**Point-per-instance localization data**
^^^^^^^^^^^^^^^^
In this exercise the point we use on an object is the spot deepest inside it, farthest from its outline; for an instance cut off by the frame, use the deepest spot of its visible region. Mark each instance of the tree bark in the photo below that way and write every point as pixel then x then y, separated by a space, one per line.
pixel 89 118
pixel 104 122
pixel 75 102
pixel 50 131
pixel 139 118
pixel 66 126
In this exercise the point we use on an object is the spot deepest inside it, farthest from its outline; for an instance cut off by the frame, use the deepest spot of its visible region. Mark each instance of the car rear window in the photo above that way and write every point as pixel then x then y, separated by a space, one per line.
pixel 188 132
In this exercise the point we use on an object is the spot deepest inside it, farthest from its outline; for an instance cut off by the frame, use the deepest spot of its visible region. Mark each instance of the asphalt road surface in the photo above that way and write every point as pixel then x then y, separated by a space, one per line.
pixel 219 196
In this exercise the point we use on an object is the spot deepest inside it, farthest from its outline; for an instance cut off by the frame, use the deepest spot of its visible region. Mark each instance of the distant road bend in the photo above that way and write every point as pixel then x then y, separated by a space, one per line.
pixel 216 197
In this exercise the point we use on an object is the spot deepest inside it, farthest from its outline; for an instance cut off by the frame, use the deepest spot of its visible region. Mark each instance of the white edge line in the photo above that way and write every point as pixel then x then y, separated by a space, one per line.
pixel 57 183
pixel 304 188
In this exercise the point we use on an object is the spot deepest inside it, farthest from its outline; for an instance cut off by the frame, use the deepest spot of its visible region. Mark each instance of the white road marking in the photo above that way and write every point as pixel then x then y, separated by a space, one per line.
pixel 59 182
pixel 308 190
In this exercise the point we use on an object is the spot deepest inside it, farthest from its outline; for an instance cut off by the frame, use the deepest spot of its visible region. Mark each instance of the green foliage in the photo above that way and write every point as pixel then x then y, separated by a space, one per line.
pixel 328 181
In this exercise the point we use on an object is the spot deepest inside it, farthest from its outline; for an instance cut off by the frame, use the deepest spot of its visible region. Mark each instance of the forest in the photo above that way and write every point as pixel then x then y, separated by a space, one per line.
^^^^^^^^^^^^^^^^
**Goal of the exercise**
Reproduce all the records precisely.

**Written response**
In this exercise the point we use on an object is the spot deepest inside it, farthest from its outline; for an instance cut off by the frame, use the deepest spot of its visible region. Mark each instance of the tree bark in the photo below that way and write every point as pixel then x then y, separated by a space, one per line.
pixel 89 118
pixel 104 122
pixel 75 102
pixel 50 131
pixel 139 118
pixel 66 126
In this exercise the point we use on an object is the spot deepest inside it, farthest from its outline; for an instance cut off by the frame, use the deepest spot of its visible region. Mark each instance of the car rear window in the photo above that way and write every point as pixel then x then y, separated by a space, one per line.
pixel 188 132
In this exercise the point we use on an object is the spot deepest inside it, farthest from its outline; for an instance cut off by the frame, use the deepest spot of its visible region. Mark each instance of the asphalt road surface in the photo above that way and write every point as pixel then x then y, separated by a space, one per line.
pixel 219 196
In this exercise the point we use on an object is the spot deepest inside it, farthest from its outline; for an instance cut off by the frame, use the deepest spot of its visible region. Mark each instance of the distant road bend in the photo above that way and write every point as pixel then x then y, separated by a space, one per line.
pixel 216 197
In this exercise the point we use on an object is the spot deepest inside it, farthest from its outline; for an instance cut off by the frame, use the deepest spot of its visible region. Mark each instance of the white edge line in the photo above that way and write every point as pixel then x then y, separated by a space, one per line.
pixel 57 183
pixel 304 188
In this exercise the point we use on an object is the spot deepest inside it, farthest from its outline; for an instance cut off by the frame, use the deepest spot of its visible region. Mark each instance of the white road marking in the photo above that way and write every point as pixel then x then y, separated by a space, one per line.
pixel 59 182
pixel 308 190
In this exercise the point we use on an object is the spot deepest inside it, farthest from its outline; for an instance cut off by the frame, use the deepest spot of its visible region. Mark each instance of the green foliage in the photo above that way and write every point as pixel then x then y, separated by a space, one per line.
pixel 328 181
In this exercise the point we use on an object is the spot deepest inside it, farthest from its outline; for an instance cut off by the frame, use the deepest spot of its visible region. Mark each instance of the forest in the photo above that way and write every point as pixel then x then y, separated by a space, one per line.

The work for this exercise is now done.